-- start of Listing --

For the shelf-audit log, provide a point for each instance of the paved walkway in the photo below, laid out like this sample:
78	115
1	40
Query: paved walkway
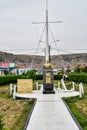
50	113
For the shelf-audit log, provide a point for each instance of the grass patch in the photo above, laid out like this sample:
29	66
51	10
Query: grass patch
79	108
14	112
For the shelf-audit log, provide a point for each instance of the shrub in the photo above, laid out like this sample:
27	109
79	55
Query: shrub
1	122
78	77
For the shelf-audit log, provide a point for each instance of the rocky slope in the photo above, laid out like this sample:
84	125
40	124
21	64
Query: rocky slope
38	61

-- end of Listing --
-- start of Listing --

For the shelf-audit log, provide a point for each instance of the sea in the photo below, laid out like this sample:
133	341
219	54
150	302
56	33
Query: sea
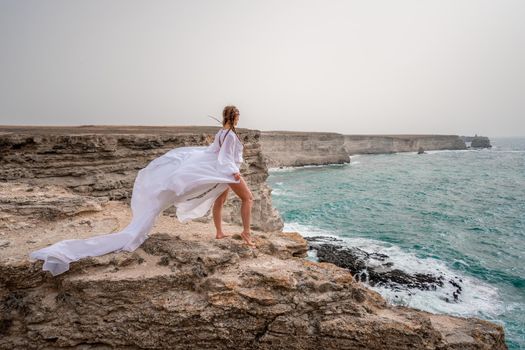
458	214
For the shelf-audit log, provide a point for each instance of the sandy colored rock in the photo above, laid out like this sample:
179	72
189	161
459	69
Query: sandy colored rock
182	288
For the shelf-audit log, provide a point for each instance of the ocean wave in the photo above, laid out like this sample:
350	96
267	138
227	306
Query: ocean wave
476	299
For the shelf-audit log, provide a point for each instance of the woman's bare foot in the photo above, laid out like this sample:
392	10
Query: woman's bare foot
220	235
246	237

-- end of Listing --
-- start of Listing --

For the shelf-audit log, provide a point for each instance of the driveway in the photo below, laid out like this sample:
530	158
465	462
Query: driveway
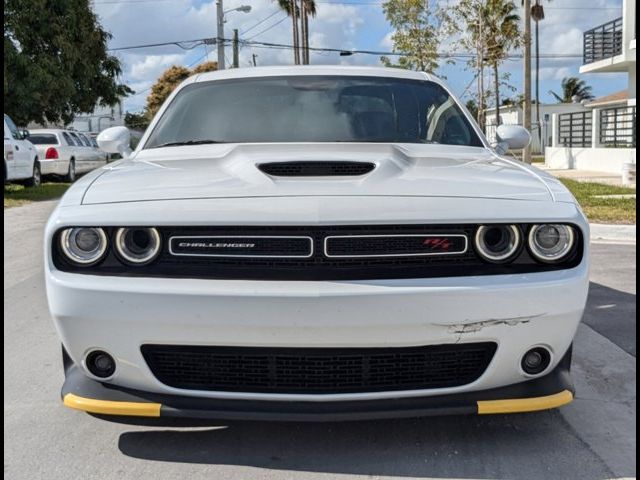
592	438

-- end of Listing --

• [Problem to work on]:
Collect each line of the items above that contains the string "driveway", matching case exactly.

• [Solution to the exercise]:
For the shelf-audit log, provide a point for each instance of the driveway in the photo below, laid out like this sample:
Query: driveway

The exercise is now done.